Supplied data:
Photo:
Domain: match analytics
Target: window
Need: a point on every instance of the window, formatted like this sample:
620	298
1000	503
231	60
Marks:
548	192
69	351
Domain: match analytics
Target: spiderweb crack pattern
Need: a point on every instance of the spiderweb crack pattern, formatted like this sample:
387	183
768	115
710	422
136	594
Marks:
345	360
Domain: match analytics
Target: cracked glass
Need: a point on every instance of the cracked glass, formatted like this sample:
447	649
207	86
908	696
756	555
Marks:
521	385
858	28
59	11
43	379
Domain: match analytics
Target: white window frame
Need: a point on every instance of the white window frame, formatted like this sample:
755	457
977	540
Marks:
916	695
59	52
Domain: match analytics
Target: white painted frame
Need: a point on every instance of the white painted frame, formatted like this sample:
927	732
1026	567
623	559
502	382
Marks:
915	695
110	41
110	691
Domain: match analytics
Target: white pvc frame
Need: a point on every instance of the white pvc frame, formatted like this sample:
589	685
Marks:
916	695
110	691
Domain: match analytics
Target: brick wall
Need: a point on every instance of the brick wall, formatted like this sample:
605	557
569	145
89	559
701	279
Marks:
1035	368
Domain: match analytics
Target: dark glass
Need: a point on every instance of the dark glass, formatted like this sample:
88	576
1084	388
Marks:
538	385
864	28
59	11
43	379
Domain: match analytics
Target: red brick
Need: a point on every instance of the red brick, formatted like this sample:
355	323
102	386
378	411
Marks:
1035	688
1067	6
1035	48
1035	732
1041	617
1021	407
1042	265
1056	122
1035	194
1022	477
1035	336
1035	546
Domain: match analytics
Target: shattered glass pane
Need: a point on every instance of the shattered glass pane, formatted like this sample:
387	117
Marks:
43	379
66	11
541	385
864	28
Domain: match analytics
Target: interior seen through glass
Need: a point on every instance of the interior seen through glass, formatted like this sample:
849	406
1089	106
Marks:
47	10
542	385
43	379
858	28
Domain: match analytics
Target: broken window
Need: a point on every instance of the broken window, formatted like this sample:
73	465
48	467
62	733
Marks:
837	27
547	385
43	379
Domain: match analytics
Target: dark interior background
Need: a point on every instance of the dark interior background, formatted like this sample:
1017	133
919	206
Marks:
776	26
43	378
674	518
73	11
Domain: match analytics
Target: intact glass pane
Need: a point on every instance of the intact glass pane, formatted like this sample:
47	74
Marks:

* * *

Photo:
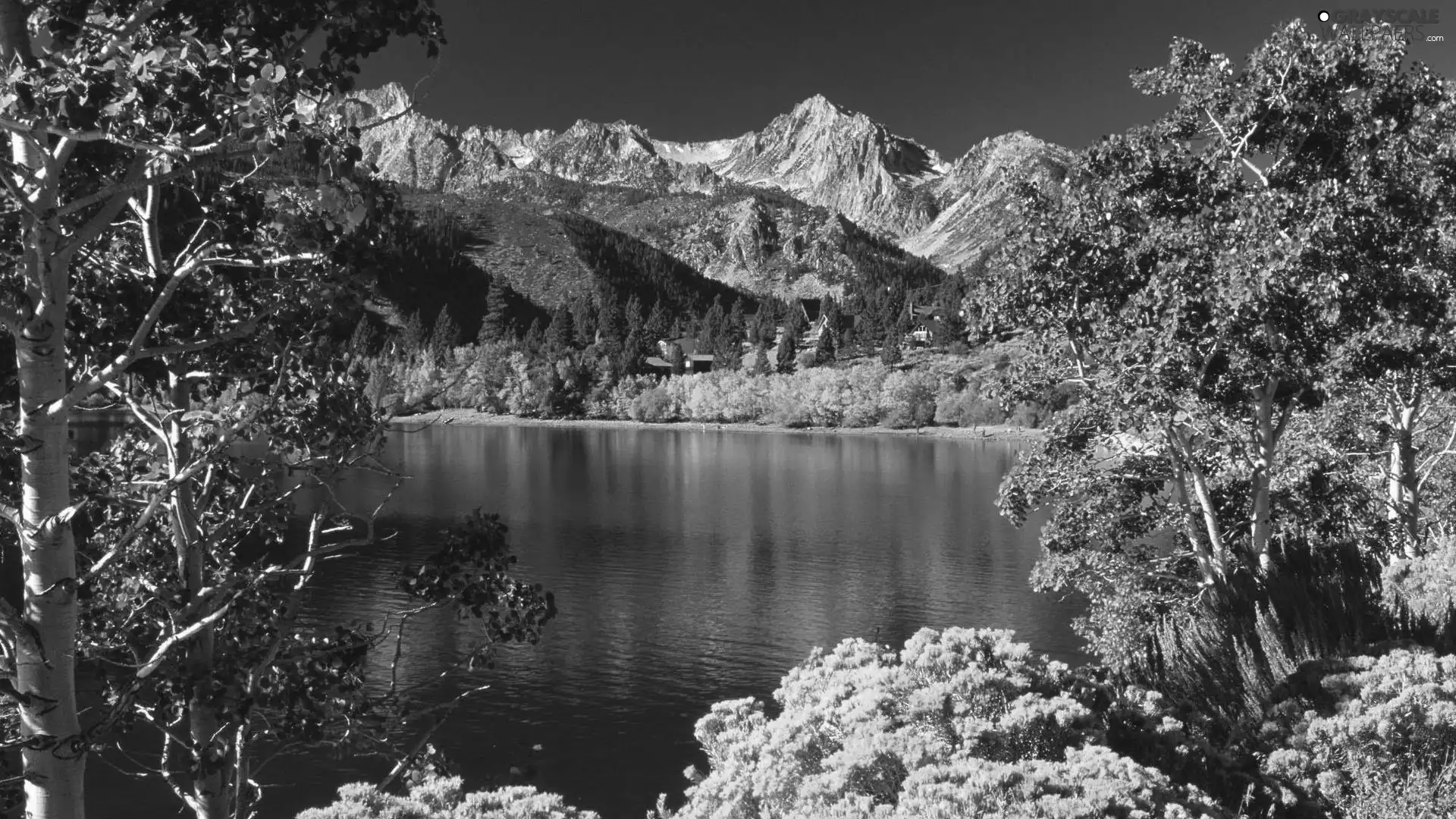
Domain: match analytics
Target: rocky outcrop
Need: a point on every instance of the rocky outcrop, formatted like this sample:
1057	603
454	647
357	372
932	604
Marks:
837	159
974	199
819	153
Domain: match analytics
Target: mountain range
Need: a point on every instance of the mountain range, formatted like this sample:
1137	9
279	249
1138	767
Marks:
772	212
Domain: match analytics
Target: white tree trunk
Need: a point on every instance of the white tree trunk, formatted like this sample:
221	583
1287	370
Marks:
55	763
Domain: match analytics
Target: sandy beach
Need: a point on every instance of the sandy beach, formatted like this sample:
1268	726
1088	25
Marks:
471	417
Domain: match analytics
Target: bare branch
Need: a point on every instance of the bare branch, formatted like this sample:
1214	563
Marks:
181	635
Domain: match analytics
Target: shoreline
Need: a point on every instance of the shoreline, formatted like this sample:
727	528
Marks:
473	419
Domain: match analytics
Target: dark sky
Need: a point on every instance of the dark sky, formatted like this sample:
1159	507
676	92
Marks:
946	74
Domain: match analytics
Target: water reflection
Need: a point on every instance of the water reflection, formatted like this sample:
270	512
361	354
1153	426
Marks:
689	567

Task to complete: Take each line from the preceding material that contains "tree" and copy it.

Written reply:
Target: white tree trunk
Need: a point on every instance of the white tree trunk, formatted like this sample:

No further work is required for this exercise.